→ **Given data**
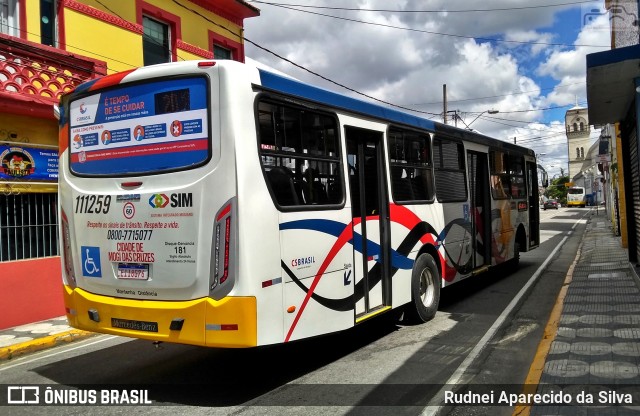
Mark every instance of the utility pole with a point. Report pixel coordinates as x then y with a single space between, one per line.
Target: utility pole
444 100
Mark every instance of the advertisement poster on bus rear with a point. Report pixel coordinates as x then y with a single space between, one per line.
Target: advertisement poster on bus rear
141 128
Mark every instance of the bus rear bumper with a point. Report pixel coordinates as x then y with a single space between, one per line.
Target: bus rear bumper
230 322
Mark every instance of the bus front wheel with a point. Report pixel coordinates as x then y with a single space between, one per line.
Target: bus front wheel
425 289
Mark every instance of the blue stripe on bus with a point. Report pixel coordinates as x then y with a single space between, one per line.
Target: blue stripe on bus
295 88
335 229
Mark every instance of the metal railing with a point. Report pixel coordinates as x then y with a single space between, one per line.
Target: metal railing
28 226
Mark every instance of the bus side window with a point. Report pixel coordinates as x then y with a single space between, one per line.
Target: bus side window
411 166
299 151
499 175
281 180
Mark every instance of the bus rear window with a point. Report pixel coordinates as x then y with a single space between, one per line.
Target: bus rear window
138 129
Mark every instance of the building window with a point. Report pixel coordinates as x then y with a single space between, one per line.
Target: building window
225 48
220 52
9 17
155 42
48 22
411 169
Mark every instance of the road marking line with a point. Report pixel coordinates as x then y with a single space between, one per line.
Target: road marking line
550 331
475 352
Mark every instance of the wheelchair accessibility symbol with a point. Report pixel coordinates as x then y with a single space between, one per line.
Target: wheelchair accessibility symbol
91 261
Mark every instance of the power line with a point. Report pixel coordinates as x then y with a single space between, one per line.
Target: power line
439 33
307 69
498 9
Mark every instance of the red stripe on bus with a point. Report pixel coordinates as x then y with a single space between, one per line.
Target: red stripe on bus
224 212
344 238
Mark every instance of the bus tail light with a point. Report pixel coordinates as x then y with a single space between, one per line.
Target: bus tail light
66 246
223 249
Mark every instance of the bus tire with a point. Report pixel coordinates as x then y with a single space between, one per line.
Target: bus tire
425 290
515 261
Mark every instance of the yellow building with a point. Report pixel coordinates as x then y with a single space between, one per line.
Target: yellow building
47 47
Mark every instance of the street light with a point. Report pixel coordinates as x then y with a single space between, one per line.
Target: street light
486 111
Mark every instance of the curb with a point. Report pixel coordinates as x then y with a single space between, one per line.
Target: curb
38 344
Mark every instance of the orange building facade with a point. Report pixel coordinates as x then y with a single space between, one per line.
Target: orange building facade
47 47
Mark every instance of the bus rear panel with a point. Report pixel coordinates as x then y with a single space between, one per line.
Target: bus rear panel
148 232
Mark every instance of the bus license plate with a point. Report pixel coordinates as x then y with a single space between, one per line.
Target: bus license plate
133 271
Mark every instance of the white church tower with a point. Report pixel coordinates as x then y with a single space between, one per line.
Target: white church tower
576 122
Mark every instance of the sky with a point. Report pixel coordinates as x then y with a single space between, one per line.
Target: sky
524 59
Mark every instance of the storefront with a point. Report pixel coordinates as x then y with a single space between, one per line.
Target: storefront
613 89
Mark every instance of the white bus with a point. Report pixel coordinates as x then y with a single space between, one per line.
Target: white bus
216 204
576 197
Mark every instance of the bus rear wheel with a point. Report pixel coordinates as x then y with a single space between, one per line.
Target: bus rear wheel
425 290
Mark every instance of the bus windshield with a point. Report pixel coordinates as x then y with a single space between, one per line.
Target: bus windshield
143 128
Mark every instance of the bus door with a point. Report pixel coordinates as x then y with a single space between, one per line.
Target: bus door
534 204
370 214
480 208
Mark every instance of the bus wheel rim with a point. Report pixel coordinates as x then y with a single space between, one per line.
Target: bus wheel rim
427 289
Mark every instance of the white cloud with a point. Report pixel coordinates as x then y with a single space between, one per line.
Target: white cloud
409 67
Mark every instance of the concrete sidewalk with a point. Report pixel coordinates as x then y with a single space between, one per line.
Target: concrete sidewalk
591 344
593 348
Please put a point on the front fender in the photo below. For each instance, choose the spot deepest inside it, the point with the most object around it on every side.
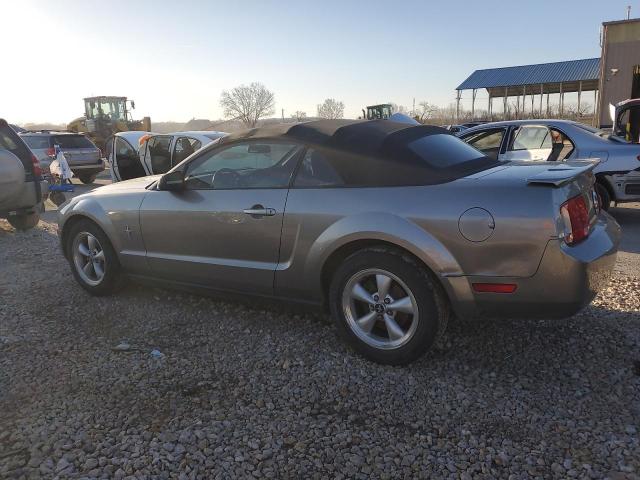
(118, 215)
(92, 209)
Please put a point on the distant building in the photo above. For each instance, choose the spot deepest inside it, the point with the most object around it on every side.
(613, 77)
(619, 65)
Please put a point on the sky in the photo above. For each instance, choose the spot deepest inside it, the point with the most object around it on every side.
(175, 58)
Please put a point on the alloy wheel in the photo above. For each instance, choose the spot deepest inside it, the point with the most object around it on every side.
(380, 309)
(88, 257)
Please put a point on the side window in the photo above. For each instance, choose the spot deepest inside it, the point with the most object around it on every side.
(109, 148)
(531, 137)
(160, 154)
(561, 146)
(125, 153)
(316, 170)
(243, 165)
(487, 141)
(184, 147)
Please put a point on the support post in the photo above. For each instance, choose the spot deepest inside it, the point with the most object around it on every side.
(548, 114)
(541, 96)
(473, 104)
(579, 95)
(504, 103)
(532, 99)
--
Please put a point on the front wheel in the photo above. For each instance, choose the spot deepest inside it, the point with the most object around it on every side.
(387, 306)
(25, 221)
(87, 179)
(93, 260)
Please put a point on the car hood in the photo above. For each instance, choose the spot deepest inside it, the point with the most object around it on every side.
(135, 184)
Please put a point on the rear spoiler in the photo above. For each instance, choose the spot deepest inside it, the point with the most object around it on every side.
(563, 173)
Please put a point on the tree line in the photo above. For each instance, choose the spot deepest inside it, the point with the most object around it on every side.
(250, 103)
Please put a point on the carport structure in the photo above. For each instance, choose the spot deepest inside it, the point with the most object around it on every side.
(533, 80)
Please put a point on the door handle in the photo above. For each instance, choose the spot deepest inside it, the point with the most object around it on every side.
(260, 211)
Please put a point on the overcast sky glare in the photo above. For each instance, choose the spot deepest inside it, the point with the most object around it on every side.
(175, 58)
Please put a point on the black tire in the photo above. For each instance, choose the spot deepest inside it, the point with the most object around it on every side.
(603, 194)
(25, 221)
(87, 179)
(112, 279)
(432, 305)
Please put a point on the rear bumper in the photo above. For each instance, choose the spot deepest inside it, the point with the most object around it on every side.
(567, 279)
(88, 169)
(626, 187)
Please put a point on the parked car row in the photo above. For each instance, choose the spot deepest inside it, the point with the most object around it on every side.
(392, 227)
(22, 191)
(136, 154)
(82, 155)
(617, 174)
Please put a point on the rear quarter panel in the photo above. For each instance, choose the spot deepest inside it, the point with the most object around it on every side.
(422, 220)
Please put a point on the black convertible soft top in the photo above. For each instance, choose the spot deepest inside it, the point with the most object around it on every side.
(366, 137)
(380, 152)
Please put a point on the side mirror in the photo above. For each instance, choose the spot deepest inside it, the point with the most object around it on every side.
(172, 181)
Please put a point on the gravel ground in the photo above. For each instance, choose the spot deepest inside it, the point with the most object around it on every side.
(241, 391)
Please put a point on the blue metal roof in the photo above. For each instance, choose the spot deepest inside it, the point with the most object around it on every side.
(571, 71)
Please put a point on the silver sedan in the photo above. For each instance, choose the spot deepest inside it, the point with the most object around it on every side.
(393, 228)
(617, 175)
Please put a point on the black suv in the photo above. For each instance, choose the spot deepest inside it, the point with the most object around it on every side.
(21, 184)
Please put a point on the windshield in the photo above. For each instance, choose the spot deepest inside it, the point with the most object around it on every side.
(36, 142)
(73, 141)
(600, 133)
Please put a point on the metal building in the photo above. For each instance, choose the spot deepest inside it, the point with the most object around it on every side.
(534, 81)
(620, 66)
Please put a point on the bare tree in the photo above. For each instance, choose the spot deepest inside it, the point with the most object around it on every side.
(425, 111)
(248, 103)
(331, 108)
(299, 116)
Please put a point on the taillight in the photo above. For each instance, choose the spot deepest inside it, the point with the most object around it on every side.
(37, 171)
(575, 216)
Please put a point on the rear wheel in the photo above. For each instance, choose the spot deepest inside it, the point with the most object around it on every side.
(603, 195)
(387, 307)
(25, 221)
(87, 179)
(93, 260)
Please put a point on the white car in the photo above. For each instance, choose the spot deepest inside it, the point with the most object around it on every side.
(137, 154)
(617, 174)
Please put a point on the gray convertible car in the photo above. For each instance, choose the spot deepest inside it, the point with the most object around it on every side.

→ **Written exercise**
Write out, word for word, the material from the line with "Please put a point on the white" through the line with "Please put a point on the gray", including both of those lines.

→ **Output for this exercise**
Please put a point on the white car in the photo above. For each instance, choose the spot deepest inside it, the point with the most object around it on every side.
(137, 154)
(617, 174)
Please put a point on the gray convertible car in the photo above. For each instance, choose the spot deepest inside it, the point with the most object around it on every side.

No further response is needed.